====== The data ======

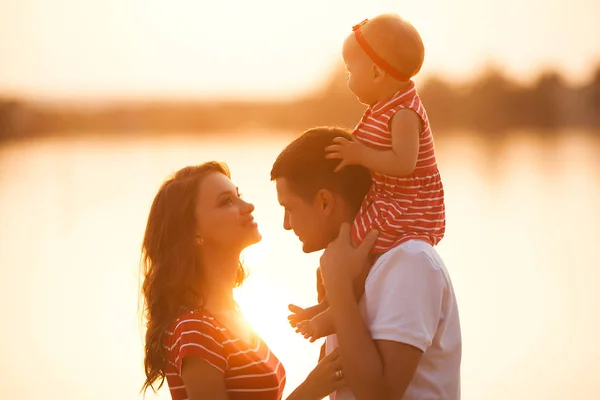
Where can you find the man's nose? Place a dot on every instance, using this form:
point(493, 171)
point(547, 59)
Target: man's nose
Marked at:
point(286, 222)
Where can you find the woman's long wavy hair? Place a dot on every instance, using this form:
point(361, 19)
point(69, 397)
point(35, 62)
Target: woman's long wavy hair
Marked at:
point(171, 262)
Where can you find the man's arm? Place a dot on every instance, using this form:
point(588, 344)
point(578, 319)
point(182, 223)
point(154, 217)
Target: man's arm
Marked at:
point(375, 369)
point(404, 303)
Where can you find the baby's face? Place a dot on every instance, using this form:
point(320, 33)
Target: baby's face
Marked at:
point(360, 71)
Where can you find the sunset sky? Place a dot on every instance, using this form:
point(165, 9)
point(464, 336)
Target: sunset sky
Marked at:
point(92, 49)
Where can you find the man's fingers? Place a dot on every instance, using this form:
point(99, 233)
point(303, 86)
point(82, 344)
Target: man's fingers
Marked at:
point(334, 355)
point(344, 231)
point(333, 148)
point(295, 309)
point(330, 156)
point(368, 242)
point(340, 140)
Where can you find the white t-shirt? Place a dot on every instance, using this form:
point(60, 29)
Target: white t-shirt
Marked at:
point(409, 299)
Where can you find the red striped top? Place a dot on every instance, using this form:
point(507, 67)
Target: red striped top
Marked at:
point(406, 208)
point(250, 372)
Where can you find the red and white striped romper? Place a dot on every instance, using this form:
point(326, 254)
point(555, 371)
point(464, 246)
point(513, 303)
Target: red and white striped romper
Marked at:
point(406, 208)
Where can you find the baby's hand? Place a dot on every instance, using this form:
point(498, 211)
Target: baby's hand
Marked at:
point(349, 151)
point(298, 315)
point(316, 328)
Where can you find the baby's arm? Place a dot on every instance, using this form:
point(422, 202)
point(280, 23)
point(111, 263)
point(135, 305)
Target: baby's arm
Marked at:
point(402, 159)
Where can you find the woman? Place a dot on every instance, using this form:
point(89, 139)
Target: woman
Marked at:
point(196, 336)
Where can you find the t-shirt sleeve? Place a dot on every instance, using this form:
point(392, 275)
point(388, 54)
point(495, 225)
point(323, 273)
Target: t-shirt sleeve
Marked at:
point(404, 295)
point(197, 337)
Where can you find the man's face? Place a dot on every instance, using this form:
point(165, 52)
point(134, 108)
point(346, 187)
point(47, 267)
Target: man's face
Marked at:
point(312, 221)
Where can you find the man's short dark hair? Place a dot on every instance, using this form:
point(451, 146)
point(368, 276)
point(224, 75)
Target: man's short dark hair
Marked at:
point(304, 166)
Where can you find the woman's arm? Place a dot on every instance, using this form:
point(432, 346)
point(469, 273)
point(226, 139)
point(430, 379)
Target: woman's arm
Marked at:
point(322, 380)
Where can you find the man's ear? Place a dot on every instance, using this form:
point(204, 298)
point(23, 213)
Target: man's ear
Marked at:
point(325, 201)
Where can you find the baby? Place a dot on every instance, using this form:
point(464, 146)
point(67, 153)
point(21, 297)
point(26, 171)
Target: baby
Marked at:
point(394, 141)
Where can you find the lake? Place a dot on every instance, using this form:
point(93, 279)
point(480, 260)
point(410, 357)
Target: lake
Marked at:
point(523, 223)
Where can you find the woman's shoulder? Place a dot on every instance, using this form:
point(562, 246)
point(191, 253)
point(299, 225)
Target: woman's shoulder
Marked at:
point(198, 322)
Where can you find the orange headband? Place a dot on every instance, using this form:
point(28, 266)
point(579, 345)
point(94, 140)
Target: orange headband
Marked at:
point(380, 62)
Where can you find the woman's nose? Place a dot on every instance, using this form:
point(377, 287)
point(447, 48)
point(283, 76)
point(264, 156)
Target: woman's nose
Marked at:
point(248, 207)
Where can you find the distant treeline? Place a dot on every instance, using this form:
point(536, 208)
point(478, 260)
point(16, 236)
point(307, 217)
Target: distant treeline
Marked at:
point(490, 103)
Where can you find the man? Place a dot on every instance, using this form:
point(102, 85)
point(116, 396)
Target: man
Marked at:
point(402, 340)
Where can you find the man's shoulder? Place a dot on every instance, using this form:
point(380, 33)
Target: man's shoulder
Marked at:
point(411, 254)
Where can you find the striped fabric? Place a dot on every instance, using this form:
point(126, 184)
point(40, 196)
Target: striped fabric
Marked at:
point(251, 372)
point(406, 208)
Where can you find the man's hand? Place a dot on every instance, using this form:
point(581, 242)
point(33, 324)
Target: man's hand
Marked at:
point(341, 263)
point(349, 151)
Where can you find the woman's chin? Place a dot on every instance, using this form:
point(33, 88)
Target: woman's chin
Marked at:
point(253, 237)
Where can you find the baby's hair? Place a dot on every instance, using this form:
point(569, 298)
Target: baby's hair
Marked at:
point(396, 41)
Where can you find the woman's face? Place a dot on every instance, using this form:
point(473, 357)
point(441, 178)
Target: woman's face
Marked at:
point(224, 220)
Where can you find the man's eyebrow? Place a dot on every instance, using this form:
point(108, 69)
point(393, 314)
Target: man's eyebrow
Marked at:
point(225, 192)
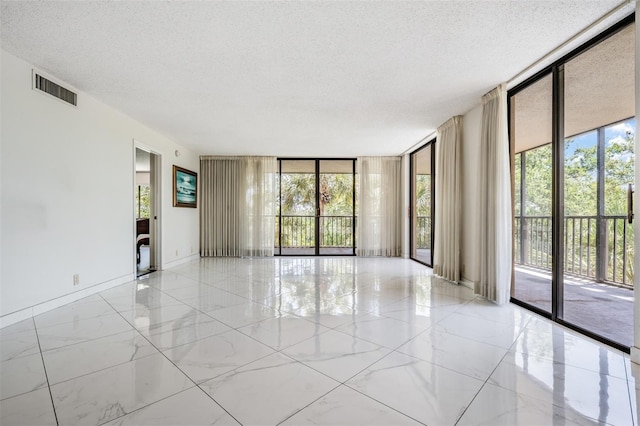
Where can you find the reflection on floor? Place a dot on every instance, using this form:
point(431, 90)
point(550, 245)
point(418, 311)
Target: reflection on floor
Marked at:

======

(What to work on) Copy the rows above word for word, leaving out the pictures.

(Response below)
Where can you find the man's nose? Place a dot on every instance, using this form:
point(493, 171)
point(547, 59)
Target: man's nose
Marked at:
point(286, 222)
Where can you find the woman's long wavy hair? Place a dot on every instance, using this form:
point(361, 19)
point(69, 397)
point(35, 62)
Target: woman's long wavy hair
Marked at:
point(171, 262)
Where can you find the man's arm? Place a dot on every instance, using this form:
point(588, 344)
point(578, 319)
point(182, 223)
point(154, 217)
Target: man's arm
Marked at:
point(375, 369)
point(404, 303)
Where can you find the baby's face? Place a dot on every instance, using this form:
point(320, 33)
Target: baby's face
Marked at:
point(360, 71)
Where can you find the sunset sky? Place a dot on every instance, using this form:
point(165, 9)
point(464, 336)
Target: sunset sky
Marked at:
point(92, 49)
Where can you find the man's fingers? Place a dot on every instance, using this form:
point(99, 233)
point(303, 86)
point(82, 344)
Target: man's fingers
Marked at:
point(334, 355)
point(344, 231)
point(333, 148)
point(295, 309)
point(330, 156)
point(368, 242)
point(340, 140)
Where can you find the white t-shirt? Place a dot on every instance, using this form:
point(60, 29)
Target: white t-shirt
Marked at:
point(409, 299)
Where can you find the red striped top? Place a dot on every instance, using this form:
point(507, 67)
Target: red striped top
Marked at:
point(406, 208)
point(250, 372)
Where can you find the red and white striped romper? Place a dot on every instance, using this form:
point(326, 254)
point(555, 371)
point(464, 246)
point(513, 303)
Target: red and white striped romper
Marked at:
point(406, 208)
Where can you find the baby's hand? Place a dot on every instance, using this form:
point(498, 211)
Target: baby's hand
Marked at:
point(349, 151)
point(298, 315)
point(316, 328)
Where can you find the baby's arm? Place a dot on every instance, using this form:
point(422, 202)
point(280, 23)
point(111, 263)
point(135, 305)
Target: baby's arm
Marked at:
point(402, 159)
Where can you find the woman? Place a dot on every instance, using this form:
point(89, 139)
Target: woman
Marked at:
point(196, 336)
Where can you find the t-shirt sleeve? Place a dot on every instance, using this form:
point(392, 275)
point(388, 54)
point(495, 225)
point(323, 273)
Target: t-shirt sleeve
Marked at:
point(404, 295)
point(197, 337)
Where can you find the man's face? Place a dot on every instance, using this form:
point(165, 52)
point(134, 108)
point(346, 187)
point(47, 267)
Target: man's face
Marked at:
point(312, 221)
Where can you find the man's short dark hair? Place a dot on every instance, using this form:
point(451, 146)
point(368, 276)
point(224, 75)
Target: man's short dark hair
Marked at:
point(304, 166)
Where can you find the woman's arm? Place a dot on every instance, using this form:
point(432, 346)
point(469, 273)
point(226, 139)
point(430, 379)
Target: woman's arm
Marked at:
point(322, 380)
Where can you find the man's ear? Place a dot on every instance, using this form:
point(204, 298)
point(23, 213)
Target: man's ear
Marked at:
point(325, 201)
Where can you find the baby? Place a dot on every instance, using this form:
point(464, 146)
point(67, 153)
point(21, 297)
point(26, 171)
Target: baby
Marked at:
point(394, 141)
Where can you find the lake? Place a dot on every instance, using this form:
point(93, 279)
point(480, 260)
point(410, 357)
Target: lake
Marked at:
point(523, 223)
Where can you find the woman's shoulder? Place a dot on every instance, using this form:
point(562, 246)
point(191, 253)
point(299, 225)
Target: woman's shoulder
Marked at:
point(198, 322)
Where can you find the orange headband? Place a dot on every instance, using this form:
point(28, 266)
point(579, 345)
point(94, 140)
Target: orange headband
Marked at:
point(380, 62)
Where can you find the woman's nose? Place a dot on every instance, using this form:
point(377, 287)
point(447, 48)
point(283, 76)
point(264, 156)
Target: woman's nose
Marked at:
point(248, 207)
Where can you find the distant treeline? Place a dot on every instance, using this form:
point(536, 208)
point(478, 260)
point(16, 236)
point(307, 217)
Target: distant treeline
Marked at:
point(490, 103)
Where can you find the man? Place a dot on every instance, using this form:
point(102, 85)
point(116, 396)
Target: man
Marked at:
point(402, 340)
Where can you find the man's shoulder? Place a dot on every instance, using this form:
point(380, 33)
Target: man's shoulder
Marked at:
point(411, 254)
Where can you find the striped fabric? Place a dot on every instance, using this form:
point(126, 184)
point(40, 196)
Target: striped fabric
Marked at:
point(251, 372)
point(406, 208)
Where can you find the man's hand? Place a dot on every instance, using this form:
point(581, 242)
point(33, 324)
Target: man's hand
Marked at:
point(341, 263)
point(349, 151)
Where can you find the woman's chin? Place a dot on every instance, using this form:
point(33, 88)
Target: woman's chin
Marked at:
point(253, 237)
Where can you find the baby's hair? Place a dot on every instance, using this form:
point(569, 298)
Target: baby's hair
Marked at:
point(396, 41)
Where can you find the woman's face? Place a dot on every instance, using this form:
point(473, 357)
point(441, 178)
Target: woman's face
Marked at:
point(224, 220)
Where can you find the man's eyebrow? Place a dot on every instance, using this form:
point(108, 69)
point(393, 314)
Target: man's eyebrow
Marked at:
point(225, 192)
Where can you find the reflection on floor? Place a dot on every instance, using this form:
point(431, 90)
point(550, 245)
point(418, 311)
Target: reflection on floor
Marked at:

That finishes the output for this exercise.